About this exercise: Transcribe exactly, and only, the lines from the one containing "Expected content: textured" through the last line of the data.

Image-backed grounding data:
+++

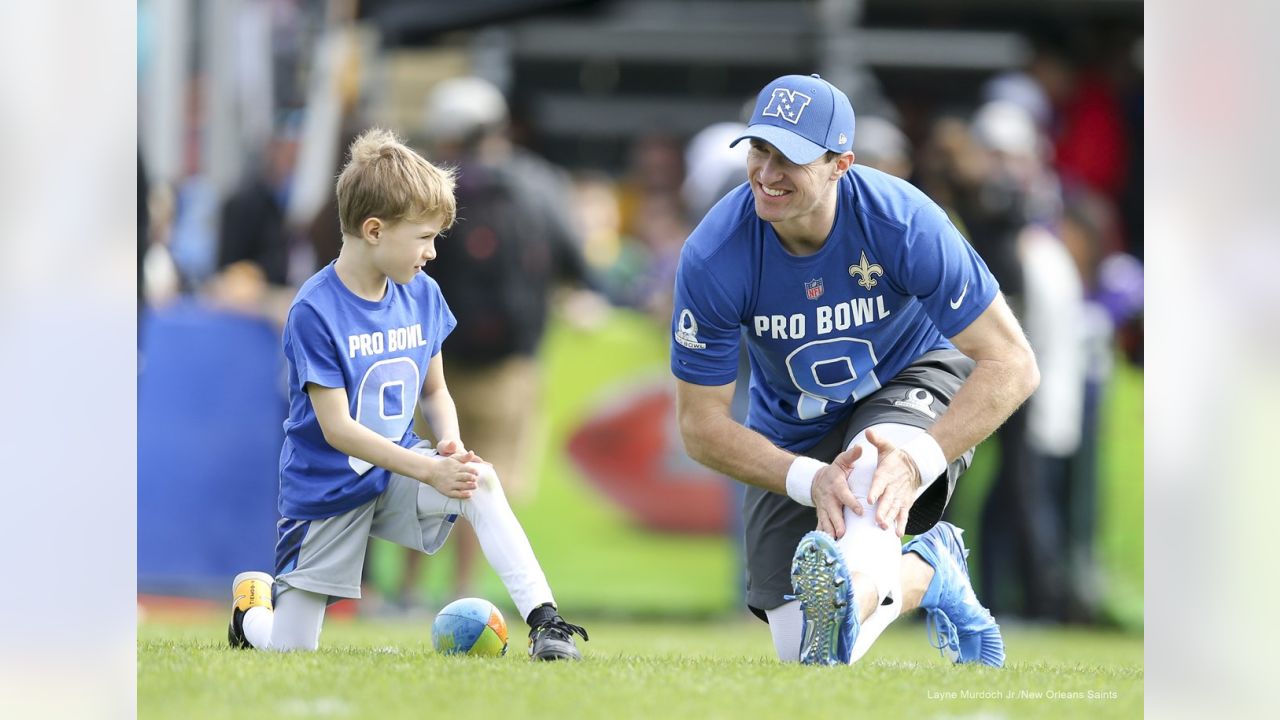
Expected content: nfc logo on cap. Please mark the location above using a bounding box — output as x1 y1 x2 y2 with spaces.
762 88 812 125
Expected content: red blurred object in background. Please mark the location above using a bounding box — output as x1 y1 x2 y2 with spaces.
567 386 730 534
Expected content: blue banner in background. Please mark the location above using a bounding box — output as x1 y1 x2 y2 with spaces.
138 301 285 597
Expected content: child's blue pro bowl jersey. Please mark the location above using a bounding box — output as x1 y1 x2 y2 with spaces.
279 261 456 519
671 166 998 453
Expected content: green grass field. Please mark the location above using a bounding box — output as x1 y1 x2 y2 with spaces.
138 309 1143 718
139 614 1142 719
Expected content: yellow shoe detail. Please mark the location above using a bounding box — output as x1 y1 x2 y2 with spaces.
232 574 273 613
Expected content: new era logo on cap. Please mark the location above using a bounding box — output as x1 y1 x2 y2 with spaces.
762 88 813 125
730 73 856 165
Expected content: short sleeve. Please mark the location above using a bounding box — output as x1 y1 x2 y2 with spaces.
669 249 742 386
425 282 457 357
284 302 345 389
893 202 1000 338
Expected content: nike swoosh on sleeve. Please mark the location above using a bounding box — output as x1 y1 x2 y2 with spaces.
949 281 969 309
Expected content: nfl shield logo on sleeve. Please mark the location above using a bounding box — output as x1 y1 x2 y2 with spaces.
804 278 824 300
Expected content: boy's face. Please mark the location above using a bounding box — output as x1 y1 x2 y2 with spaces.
369 214 445 284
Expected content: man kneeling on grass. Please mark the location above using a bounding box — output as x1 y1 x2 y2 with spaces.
671 74 1038 666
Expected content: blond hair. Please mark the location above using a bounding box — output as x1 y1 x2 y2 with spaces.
335 128 457 236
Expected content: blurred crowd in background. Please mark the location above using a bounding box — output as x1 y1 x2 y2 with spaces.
138 0 1143 626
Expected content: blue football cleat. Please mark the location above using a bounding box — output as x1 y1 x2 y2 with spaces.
790 531 858 666
903 521 1005 667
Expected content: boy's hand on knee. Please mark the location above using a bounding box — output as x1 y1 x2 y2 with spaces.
436 438 484 465
813 444 865 539
421 455 480 498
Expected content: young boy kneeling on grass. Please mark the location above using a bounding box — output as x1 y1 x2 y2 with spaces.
228 128 587 660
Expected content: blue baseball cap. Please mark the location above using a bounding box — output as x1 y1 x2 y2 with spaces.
730 74 856 165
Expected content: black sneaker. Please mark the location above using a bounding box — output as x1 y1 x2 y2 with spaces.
228 614 249 649
528 615 589 661
228 571 273 649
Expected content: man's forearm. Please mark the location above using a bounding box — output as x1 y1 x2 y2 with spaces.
680 412 797 494
926 353 1039 462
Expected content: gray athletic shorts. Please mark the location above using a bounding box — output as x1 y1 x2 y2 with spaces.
744 349 976 618
273 442 458 601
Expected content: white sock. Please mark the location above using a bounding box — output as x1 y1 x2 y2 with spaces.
847 599 902 663
765 600 803 662
244 586 328 652
830 423 929 664
765 592 902 665
242 606 274 650
448 464 555 620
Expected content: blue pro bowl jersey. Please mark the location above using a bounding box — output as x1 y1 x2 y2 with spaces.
670 166 998 453
279 261 456 519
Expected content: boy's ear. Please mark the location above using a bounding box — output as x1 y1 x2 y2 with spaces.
361 217 383 243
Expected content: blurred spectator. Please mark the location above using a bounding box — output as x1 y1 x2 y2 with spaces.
1060 191 1142 620
1096 252 1144 366
216 124 297 286
918 112 1025 302
403 75 601 611
1021 224 1086 464
1020 219 1089 623
981 32 1073 134
578 132 697 324
1057 193 1117 622
168 78 221 290
304 124 364 274
851 116 913 180
970 100 1062 228
205 117 302 325
982 72 1053 133
571 171 651 309
610 132 692 323
1054 63 1129 207
628 193 690 324
985 31 1136 260
141 173 181 308
616 132 685 240
977 39 1141 620
681 121 748 221
571 170 628 271
942 101 1074 621
169 175 221 290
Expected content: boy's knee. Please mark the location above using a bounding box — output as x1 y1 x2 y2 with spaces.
470 463 504 494
475 462 499 483
461 463 508 516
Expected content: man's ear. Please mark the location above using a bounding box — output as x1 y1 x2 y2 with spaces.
832 151 855 180
361 217 383 243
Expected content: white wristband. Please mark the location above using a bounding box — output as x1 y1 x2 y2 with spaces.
785 456 826 507
899 434 948 491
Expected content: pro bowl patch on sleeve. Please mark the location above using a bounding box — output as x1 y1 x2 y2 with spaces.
675 309 707 350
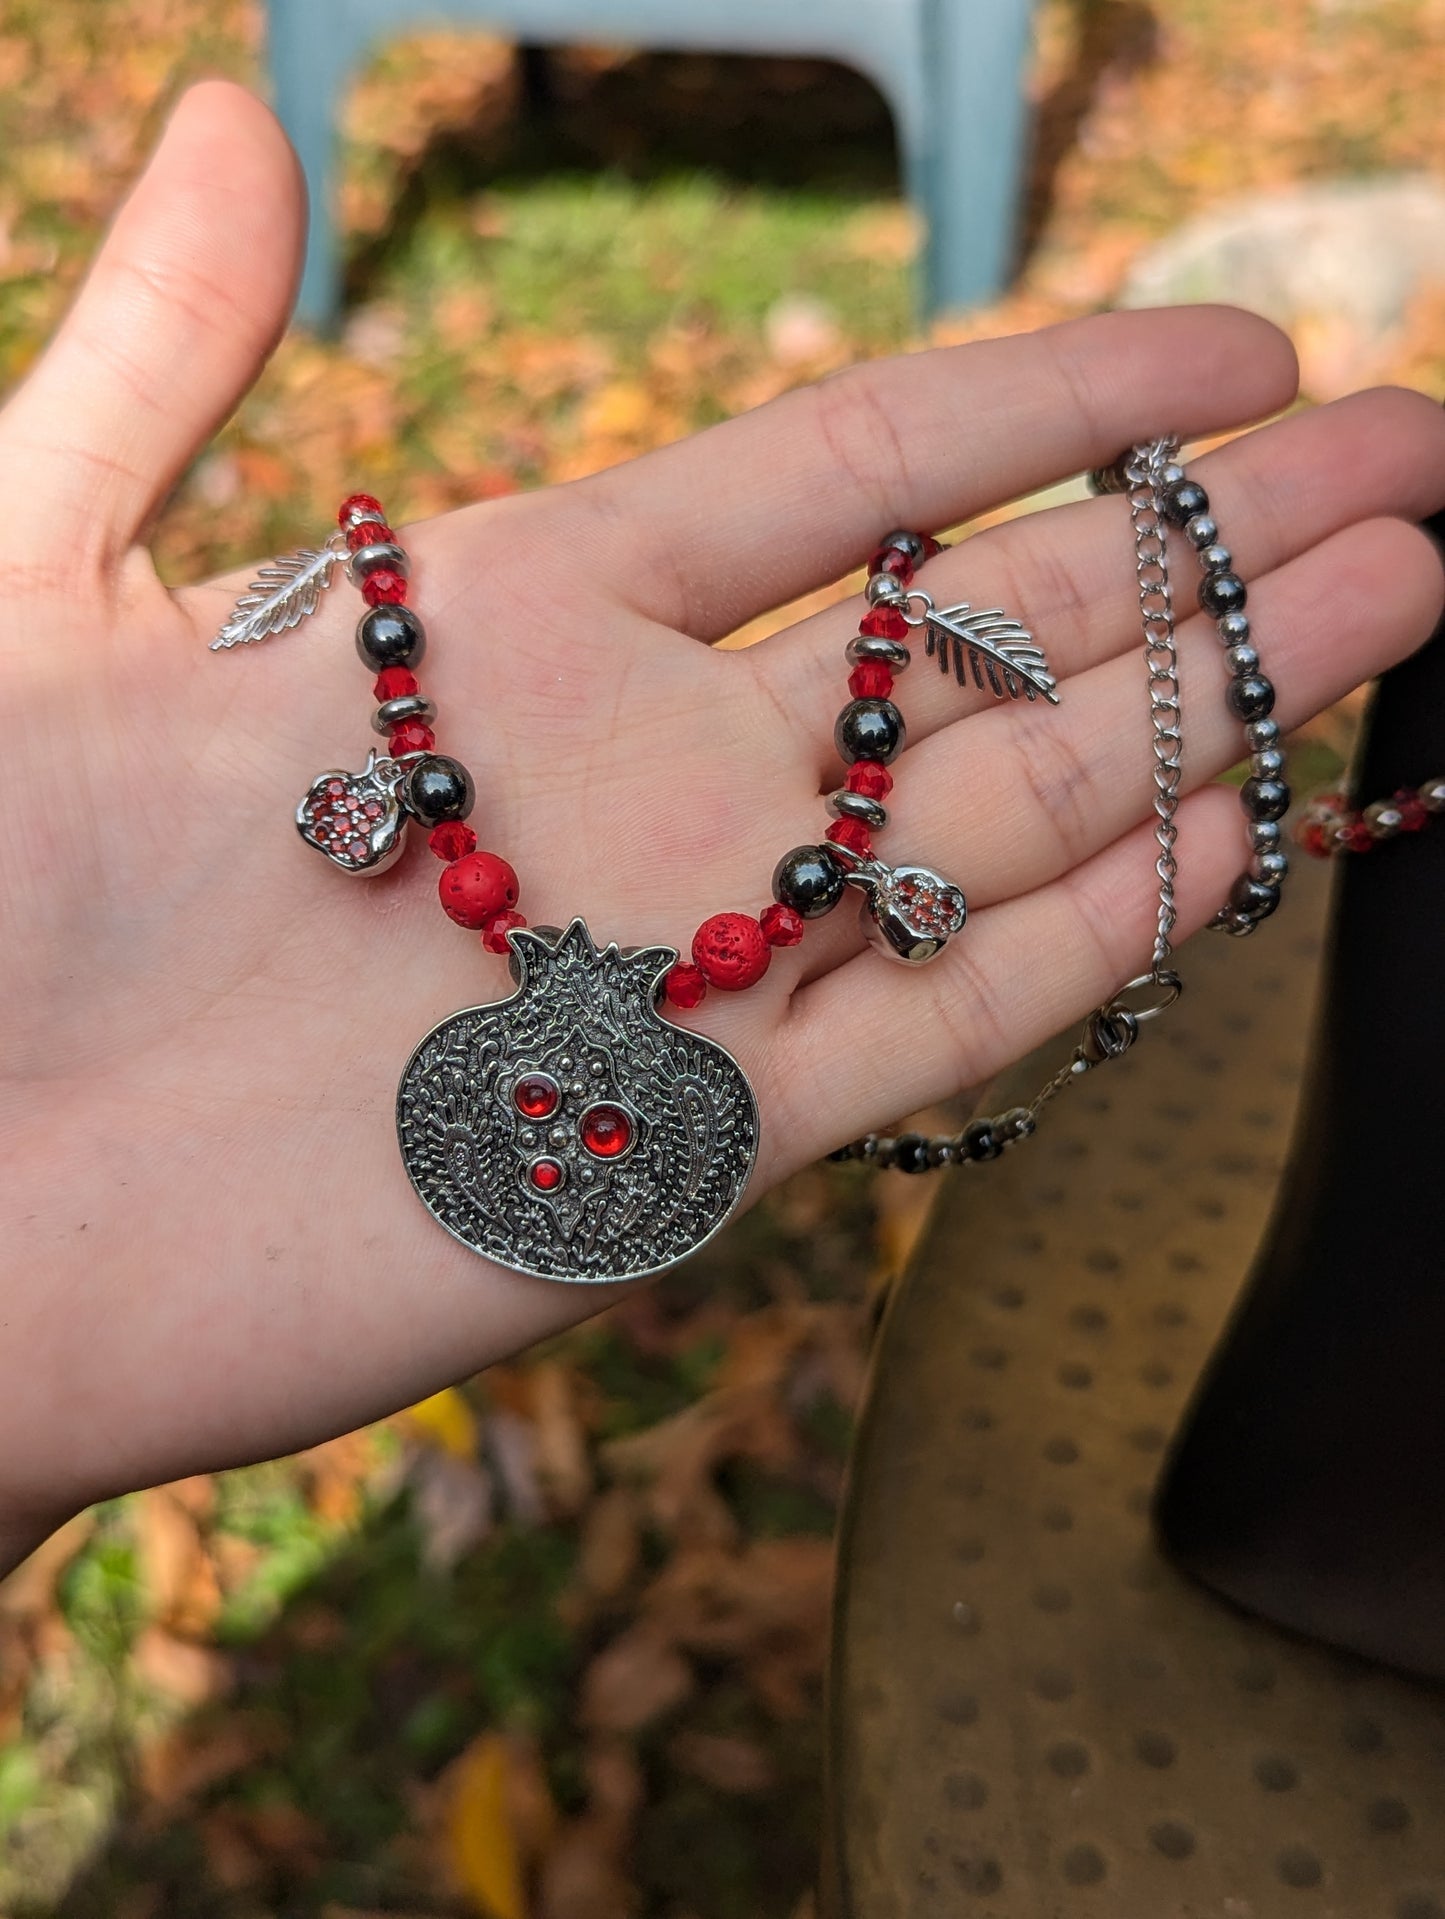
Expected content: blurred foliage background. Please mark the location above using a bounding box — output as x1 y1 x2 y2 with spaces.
0 0 1442 1914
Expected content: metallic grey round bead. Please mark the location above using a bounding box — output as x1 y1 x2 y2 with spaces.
1184 513 1218 548
827 788 889 831
1364 799 1404 838
372 693 437 734
999 1105 1036 1141
1245 718 1280 751
347 541 408 584
1254 849 1289 884
1251 747 1285 779
1249 819 1282 852
1217 611 1251 646
1226 643 1259 676
1159 462 1186 490
845 632 911 671
1199 543 1233 574
1419 777 1445 813
865 572 906 607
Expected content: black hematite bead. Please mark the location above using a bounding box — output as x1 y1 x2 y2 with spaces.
405 754 475 826
772 844 847 919
1200 572 1248 617
357 603 426 670
1241 775 1291 822
836 697 906 765
1227 674 1276 723
963 1119 1002 1162
892 1133 931 1173
1162 479 1209 526
1229 873 1282 921
878 529 928 565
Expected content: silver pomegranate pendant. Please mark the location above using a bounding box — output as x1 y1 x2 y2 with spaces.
396 919 759 1282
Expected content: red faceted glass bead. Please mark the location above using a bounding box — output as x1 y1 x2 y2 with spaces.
847 760 893 800
339 493 385 526
921 534 943 558
362 569 408 606
429 820 477 861
692 912 771 991
374 665 418 701
389 721 436 755
529 1157 565 1192
868 543 915 584
760 902 805 948
859 605 908 641
1299 820 1333 859
1340 819 1375 853
348 519 393 551
580 1104 633 1159
481 909 527 954
1395 788 1429 831
665 962 708 1009
439 850 521 929
848 661 894 700
514 1074 560 1119
827 817 872 857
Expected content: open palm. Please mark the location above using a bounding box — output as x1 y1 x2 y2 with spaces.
3 83 1443 1569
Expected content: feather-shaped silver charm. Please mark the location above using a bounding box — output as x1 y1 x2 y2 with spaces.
210 540 343 651
923 601 1061 705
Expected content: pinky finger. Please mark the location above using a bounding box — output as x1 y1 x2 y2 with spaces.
768 783 1247 1174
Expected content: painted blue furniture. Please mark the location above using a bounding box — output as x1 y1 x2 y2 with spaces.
265 0 1035 329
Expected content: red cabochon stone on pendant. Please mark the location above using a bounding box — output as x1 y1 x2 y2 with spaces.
581 1104 632 1158
438 850 521 928
514 1075 560 1119
692 912 771 991
529 1157 565 1192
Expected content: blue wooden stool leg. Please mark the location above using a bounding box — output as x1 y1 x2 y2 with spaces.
919 0 1034 316
266 0 357 332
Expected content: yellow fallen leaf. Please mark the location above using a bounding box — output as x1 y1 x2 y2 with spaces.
446 1734 526 1919
403 1387 479 1459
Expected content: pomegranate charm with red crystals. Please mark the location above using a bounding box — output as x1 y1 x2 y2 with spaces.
396 919 759 1282
829 845 968 965
296 750 410 875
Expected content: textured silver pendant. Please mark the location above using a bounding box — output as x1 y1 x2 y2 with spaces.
396 919 759 1282
296 750 410 874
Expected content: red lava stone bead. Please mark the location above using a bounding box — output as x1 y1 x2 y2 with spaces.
348 520 393 551
827 817 872 857
859 605 909 640
848 661 894 700
389 721 436 755
665 962 708 1009
362 569 408 606
529 1157 565 1192
481 909 527 954
692 912 771 991
1396 788 1430 831
1340 819 1375 853
339 493 385 526
760 902 805 947
439 851 521 929
374 665 418 701
581 1104 633 1158
514 1074 560 1119
847 760 893 800
429 821 478 861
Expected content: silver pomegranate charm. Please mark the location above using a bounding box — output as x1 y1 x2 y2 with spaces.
396 919 759 1282
832 847 968 964
296 750 410 874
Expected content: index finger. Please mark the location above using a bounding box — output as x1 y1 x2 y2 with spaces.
577 305 1299 642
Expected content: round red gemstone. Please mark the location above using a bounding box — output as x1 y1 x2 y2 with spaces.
362 569 408 606
514 1074 560 1119
481 909 527 954
846 760 893 800
389 721 436 756
439 850 521 929
339 493 385 526
664 961 708 1009
848 661 894 700
581 1104 633 1159
827 817 872 857
1395 788 1429 831
529 1157 565 1192
760 902 805 948
373 666 418 701
429 821 478 862
348 520 393 551
692 912 772 991
1341 819 1375 853
859 606 908 640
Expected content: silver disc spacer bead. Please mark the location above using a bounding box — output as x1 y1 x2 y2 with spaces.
372 693 437 734
1245 718 1279 751
827 788 889 831
845 632 911 671
1251 747 1285 779
1364 799 1404 838
347 541 409 585
1199 543 1233 574
1254 849 1289 884
1184 513 1218 547
865 572 906 607
1249 819 1283 852
1159 462 1186 490
1420 777 1445 813
1227 644 1260 675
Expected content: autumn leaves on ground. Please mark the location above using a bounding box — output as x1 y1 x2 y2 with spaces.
1 1 1442 1915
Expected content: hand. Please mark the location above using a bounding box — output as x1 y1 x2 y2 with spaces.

+++

Task response:
Expected content: textured silver pendant. Please mark the location above using a bounding box — output as x1 y1 x2 y2 with spaces.
396 919 759 1282
296 750 410 874
Expected content: red lava stone bead. Please mark the location above using a bounding box — output as x1 y1 x2 y2 with spaces.
348 520 393 551
827 817 872 857
859 605 909 640
848 661 894 700
389 721 436 755
665 962 708 1009
362 569 408 606
529 1157 565 1192
481 909 527 954
692 912 771 991
1396 788 1430 831
1340 819 1375 853
339 493 385 526
760 902 805 947
439 851 521 929
374 665 418 701
581 1104 633 1158
514 1074 560 1119
847 760 893 800
429 821 478 861
Expected content: silver pomegranate charm. Please mark the location above using a bounding box — output as x1 y1 x2 y2 with spaces.
396 919 759 1282
832 847 968 964
296 750 410 874
Expected content: index finger. Please mark the location above using a bounding box — output as x1 y1 x2 y2 with spaces.
577 305 1299 642
Expected content: round red gemstone. Please mark the location above using a bounding box — output as x1 y1 x2 y2 with spaces.
362 569 408 606
514 1074 560 1119
481 909 527 954
846 760 893 800
389 721 436 756
439 850 521 929
339 493 385 526
664 961 708 1009
848 661 894 700
581 1104 633 1159
827 817 872 857
1395 788 1429 831
529 1157 565 1192
760 902 805 948
373 666 418 701
429 821 478 862
348 520 393 551
692 912 772 991
1341 819 1375 853
859 606 908 640
Expected content: silver disc spacer bead. Please mark the location above using a bounding box — output as x1 y1 x2 y2 with spaces.
372 693 437 734
1245 718 1279 751
827 788 889 831
845 632 911 671
1251 747 1285 779
1364 799 1404 838
347 541 409 585
1199 543 1233 574
1254 849 1289 884
1184 513 1218 547
865 572 906 607
1249 819 1283 852
1159 462 1186 490
1420 777 1445 813
1227 644 1260 675
Expected content: autumn leaves on ground. Please mark the location above using a bounding box — output as x1 y1 x2 y2 with spaces.
1 1 1442 1915
Expected content: hand. Please mark the location above using a bounding box — output as x1 y1 x2 y2 with spaces.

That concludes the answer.